- **PROBLEM REQUIREMENTS**
Format every line of the material below as a JSON list of strings, one string per line, leaving out blank lines and the pictures.

*** DATA ENTRIES

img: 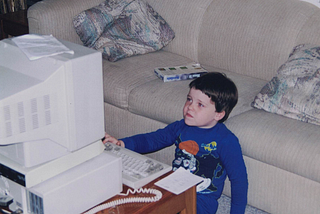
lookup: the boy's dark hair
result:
[189,72,238,123]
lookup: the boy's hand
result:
[102,133,125,147]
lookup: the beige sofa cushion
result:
[199,0,320,80]
[103,50,191,109]
[225,109,320,182]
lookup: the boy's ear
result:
[215,111,226,121]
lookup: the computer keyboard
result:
[105,143,172,189]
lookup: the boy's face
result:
[183,88,225,128]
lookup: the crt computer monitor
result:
[0,39,104,167]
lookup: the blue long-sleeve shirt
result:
[121,120,248,214]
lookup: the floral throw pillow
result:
[252,44,320,125]
[73,0,132,48]
[75,0,175,62]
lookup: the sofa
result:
[28,0,320,214]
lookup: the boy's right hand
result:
[102,133,125,147]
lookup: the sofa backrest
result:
[28,0,320,80]
[198,0,320,80]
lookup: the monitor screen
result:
[0,39,104,167]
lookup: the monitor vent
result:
[0,95,53,139]
[28,192,44,214]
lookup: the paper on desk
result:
[155,167,204,195]
[12,34,74,60]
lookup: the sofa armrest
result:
[28,0,103,44]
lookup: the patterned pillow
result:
[76,0,175,62]
[252,44,320,125]
[73,0,132,48]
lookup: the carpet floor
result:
[216,195,269,214]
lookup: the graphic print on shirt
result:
[172,137,224,194]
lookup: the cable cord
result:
[84,188,162,214]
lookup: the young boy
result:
[104,73,248,214]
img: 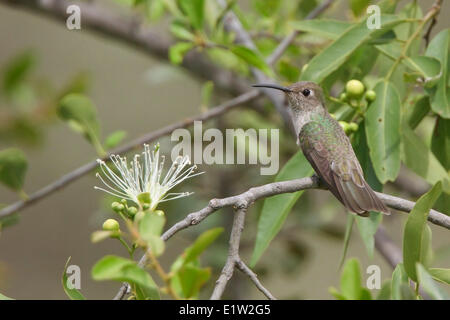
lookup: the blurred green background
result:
[0,0,450,299]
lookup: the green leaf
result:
[350,0,370,17]
[290,19,354,40]
[403,182,442,282]
[402,125,450,192]
[425,29,450,119]
[139,211,166,257]
[402,56,441,87]
[3,51,36,95]
[278,60,300,82]
[300,15,410,83]
[104,130,127,150]
[230,45,273,76]
[328,287,347,300]
[92,255,160,300]
[391,263,413,300]
[416,263,450,300]
[139,210,166,237]
[178,0,205,30]
[355,212,383,259]
[428,268,450,284]
[61,257,86,300]
[57,93,100,151]
[202,81,214,110]
[365,81,401,184]
[91,230,119,243]
[169,42,194,64]
[145,0,165,21]
[250,151,313,266]
[0,212,20,233]
[341,258,361,300]
[0,148,28,191]
[431,117,450,171]
[406,96,431,130]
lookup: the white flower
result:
[94,144,203,210]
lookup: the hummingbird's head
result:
[253,81,325,113]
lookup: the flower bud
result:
[103,219,120,231]
[127,207,138,217]
[348,122,359,132]
[345,80,364,98]
[111,202,125,212]
[366,90,377,102]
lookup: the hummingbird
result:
[253,81,390,217]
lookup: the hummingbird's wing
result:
[299,122,389,216]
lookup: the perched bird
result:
[253,81,389,217]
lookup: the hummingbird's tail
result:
[331,174,391,217]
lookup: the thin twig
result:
[236,257,277,300]
[116,176,450,296]
[0,90,260,218]
[0,0,253,96]
[267,0,334,65]
[211,208,249,300]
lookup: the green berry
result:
[345,80,364,98]
[103,219,120,231]
[366,90,377,102]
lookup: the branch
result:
[267,0,334,65]
[375,225,403,269]
[211,208,249,300]
[0,0,250,96]
[217,0,334,133]
[0,90,259,218]
[236,258,277,300]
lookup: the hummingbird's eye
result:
[302,89,311,97]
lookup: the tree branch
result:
[217,0,334,134]
[236,257,277,300]
[0,90,260,218]
[116,176,450,297]
[211,208,249,300]
[0,0,250,96]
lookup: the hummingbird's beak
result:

******

- **OUTPUT**
[
  "img: ",
  "lookup: the boy's dark hair",
  "result:",
  "[189,72,238,123]",
  "lookup: the boy's hand",
  "result:",
  "[102,133,125,147]",
  "lookup: the beige sofa cushion",
  "result:",
  "[199,0,320,80]",
  "[103,50,191,109]",
  "[225,109,320,182]",
  "lookup: the boy's ear",
  "result:",
  "[215,111,226,121]",
  "lookup: the computer keyboard",
  "result:",
  "[105,143,172,189]",
  "lookup: the boy's face",
  "result:",
  "[183,88,225,128]",
  "lookup: the crt computer monitor",
  "result:",
  "[0,39,104,167]",
  "lookup: the blue long-sleeve shirt",
  "result:",
  "[121,120,248,214]",
  "lookup: the floral throw pillow",
  "result:",
  "[252,44,320,125]",
  "[73,0,132,48]",
  "[75,0,175,62]",
  "lookup: the sofa",
  "result:",
  "[28,0,320,214]",
  "lookup: the boy's right hand",
  "result:",
  "[102,133,125,147]",
  "lookup: the sofa backrest",
  "result:",
  "[28,0,320,80]",
  "[198,0,320,80]",
  "lookup: the monitor screen",
  "result:",
  "[0,39,104,167]",
  "lookup: the monitor vent",
  "result:",
  "[0,95,53,139]",
  "[28,192,44,214]",
  "lookup: the paper on desk",
  "result:",
  "[155,167,204,195]",
  "[12,34,74,60]",
  "lookup: the sofa armrest",
  "result:",
  "[28,0,103,44]",
  "lookup: the patterned pillow",
  "result:",
  "[76,0,175,62]",
  "[252,44,320,125]",
  "[73,0,132,48]",
  "lookup: the carpet floor",
  "result:",
  "[216,195,269,214]",
  "lookup: the graphic print on shirt",
  "result:",
  "[172,137,224,194]",
  "lookup: the cable cord",
  "result:",
  "[84,188,162,214]",
  "lookup: the young boy",
  "result:",
  "[104,73,248,214]",
  "img: ",
  "lookup: the blurred green background",
  "result:",
  "[0,0,450,299]",
  "lookup: the green leaf",
  "result:",
  "[350,0,370,17]",
  "[290,19,354,40]",
  "[403,182,442,282]",
  "[402,125,450,192]",
  "[425,29,450,119]",
  "[139,211,166,257]",
  "[402,56,441,87]",
  "[3,51,36,95]",
  "[278,60,300,82]",
  "[300,15,410,83]",
  "[104,130,127,150]",
  "[230,45,273,76]",
  "[328,287,347,300]",
  "[92,255,160,300]",
  "[391,263,413,300]",
  "[416,263,450,300]",
  "[139,210,166,237]",
  "[178,0,205,30]",
  "[355,212,383,259]",
  "[428,268,450,284]",
  "[61,257,86,300]",
  "[57,93,100,151]",
  "[202,81,214,110]",
  "[365,81,401,184]",
  "[91,230,119,243]",
  "[169,42,194,64]",
  "[145,0,165,21]",
  "[250,151,313,266]",
  "[0,212,20,233]",
  "[341,258,361,300]",
  "[0,148,28,191]",
  "[431,117,450,171]",
  "[406,96,431,130]",
  "lookup: the white flower",
  "result:",
  "[94,144,203,210]",
  "lookup: the hummingbird's head",
  "result:",
  "[253,81,325,113]",
  "lookup: the flower bud",
  "result:",
  "[103,219,120,231]",
  "[127,207,138,217]",
  "[348,122,359,132]",
  "[345,80,364,98]",
  "[111,202,125,212]",
  "[366,90,377,102]",
  "lookup: the hummingbird",
  "result:",
  "[253,81,390,217]",
  "lookup: the hummingbird's wing",
  "result:",
  "[299,122,389,216]",
  "lookup: the perched bird",
  "result:",
  "[253,81,389,217]",
  "lookup: the hummingbird's tail",
  "result:",
  "[331,174,391,217]",
  "lookup: the thin twig",
  "result:",
  "[236,257,277,300]",
  "[116,176,450,296]",
  "[0,90,260,218]",
  "[0,0,253,96]",
  "[267,0,334,65]",
  "[211,208,249,300]",
  "lookup: the green berry",
  "result:",
  "[345,80,364,98]",
  "[103,219,120,231]",
  "[366,90,377,102]",
  "lookup: the branch",
  "result:",
  "[267,0,334,65]",
  "[375,225,403,269]",
  "[211,208,249,300]",
  "[0,0,250,96]",
  "[217,0,334,133]",
  "[0,90,259,218]",
  "[236,258,277,300]",
  "lookup: the hummingbird's eye",
  "result:",
  "[302,89,311,97]",
  "lookup: the tree branch",
  "result:",
  "[217,0,334,134]",
  "[236,257,277,300]",
  "[0,90,260,218]",
  "[116,176,450,297]",
  "[211,208,249,300]",
  "[0,0,250,96]",
  "lookup: the hummingbird's beak",
  "result:"
]